§ **YOUR ASSIGNMENT**: How many lines of the material below contain the string "monitor"? Answer with the number and nothing else.

****

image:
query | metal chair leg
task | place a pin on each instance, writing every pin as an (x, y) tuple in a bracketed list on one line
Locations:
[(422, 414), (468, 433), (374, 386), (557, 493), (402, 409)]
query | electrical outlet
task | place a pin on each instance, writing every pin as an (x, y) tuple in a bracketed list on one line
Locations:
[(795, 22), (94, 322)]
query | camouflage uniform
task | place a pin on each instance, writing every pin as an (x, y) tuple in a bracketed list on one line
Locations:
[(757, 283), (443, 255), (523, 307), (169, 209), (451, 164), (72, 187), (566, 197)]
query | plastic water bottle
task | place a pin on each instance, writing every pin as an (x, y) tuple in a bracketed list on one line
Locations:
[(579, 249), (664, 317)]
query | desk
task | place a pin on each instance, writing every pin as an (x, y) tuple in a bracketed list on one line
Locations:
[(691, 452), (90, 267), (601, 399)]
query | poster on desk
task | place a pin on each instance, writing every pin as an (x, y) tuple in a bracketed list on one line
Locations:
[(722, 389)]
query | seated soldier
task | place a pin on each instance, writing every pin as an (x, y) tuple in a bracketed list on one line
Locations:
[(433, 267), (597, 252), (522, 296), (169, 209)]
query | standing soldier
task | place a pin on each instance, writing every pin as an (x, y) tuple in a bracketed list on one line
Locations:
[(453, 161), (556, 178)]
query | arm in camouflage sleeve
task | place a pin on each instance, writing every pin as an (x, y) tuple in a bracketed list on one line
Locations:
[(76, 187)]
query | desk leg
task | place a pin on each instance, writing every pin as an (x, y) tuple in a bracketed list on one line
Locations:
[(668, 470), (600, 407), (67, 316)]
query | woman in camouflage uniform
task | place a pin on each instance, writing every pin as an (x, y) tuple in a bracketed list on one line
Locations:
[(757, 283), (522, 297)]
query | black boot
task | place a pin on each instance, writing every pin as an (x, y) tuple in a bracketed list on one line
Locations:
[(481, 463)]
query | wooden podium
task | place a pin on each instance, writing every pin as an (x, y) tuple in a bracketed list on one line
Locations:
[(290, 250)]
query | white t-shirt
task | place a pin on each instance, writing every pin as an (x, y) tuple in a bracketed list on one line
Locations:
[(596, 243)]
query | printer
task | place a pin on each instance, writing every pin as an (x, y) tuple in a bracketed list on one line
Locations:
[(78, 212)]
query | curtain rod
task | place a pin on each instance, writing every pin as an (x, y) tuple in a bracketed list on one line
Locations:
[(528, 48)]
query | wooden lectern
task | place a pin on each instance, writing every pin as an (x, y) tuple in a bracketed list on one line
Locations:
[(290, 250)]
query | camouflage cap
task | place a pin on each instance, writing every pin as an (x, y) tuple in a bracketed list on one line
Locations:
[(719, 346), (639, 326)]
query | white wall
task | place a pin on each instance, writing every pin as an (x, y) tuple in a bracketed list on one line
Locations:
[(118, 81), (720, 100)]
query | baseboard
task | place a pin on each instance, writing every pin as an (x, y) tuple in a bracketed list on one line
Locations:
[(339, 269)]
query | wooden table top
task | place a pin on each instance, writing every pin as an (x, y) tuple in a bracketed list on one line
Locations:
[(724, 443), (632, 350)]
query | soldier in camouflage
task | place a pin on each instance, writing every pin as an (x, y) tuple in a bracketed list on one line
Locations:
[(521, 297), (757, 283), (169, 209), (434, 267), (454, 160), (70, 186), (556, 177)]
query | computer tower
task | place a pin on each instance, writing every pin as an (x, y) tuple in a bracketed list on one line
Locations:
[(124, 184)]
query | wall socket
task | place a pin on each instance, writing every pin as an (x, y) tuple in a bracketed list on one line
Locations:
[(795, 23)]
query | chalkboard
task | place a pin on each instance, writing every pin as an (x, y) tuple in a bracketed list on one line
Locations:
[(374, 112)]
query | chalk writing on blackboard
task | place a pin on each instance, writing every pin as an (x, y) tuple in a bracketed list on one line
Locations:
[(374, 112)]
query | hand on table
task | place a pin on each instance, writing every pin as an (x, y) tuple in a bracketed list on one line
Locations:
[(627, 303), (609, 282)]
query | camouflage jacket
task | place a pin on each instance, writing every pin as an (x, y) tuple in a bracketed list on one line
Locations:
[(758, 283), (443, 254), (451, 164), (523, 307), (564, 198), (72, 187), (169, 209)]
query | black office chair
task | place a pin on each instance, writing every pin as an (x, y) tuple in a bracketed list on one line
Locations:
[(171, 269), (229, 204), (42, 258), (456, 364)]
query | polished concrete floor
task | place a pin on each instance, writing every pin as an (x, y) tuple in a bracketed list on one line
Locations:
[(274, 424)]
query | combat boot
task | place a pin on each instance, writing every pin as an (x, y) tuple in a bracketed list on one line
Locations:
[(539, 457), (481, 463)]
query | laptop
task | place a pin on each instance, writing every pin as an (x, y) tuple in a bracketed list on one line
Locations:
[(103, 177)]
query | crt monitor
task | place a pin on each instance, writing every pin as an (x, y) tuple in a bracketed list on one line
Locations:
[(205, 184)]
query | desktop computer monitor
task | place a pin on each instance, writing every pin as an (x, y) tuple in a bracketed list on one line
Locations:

****

§ **ANSWER SPACE**: 2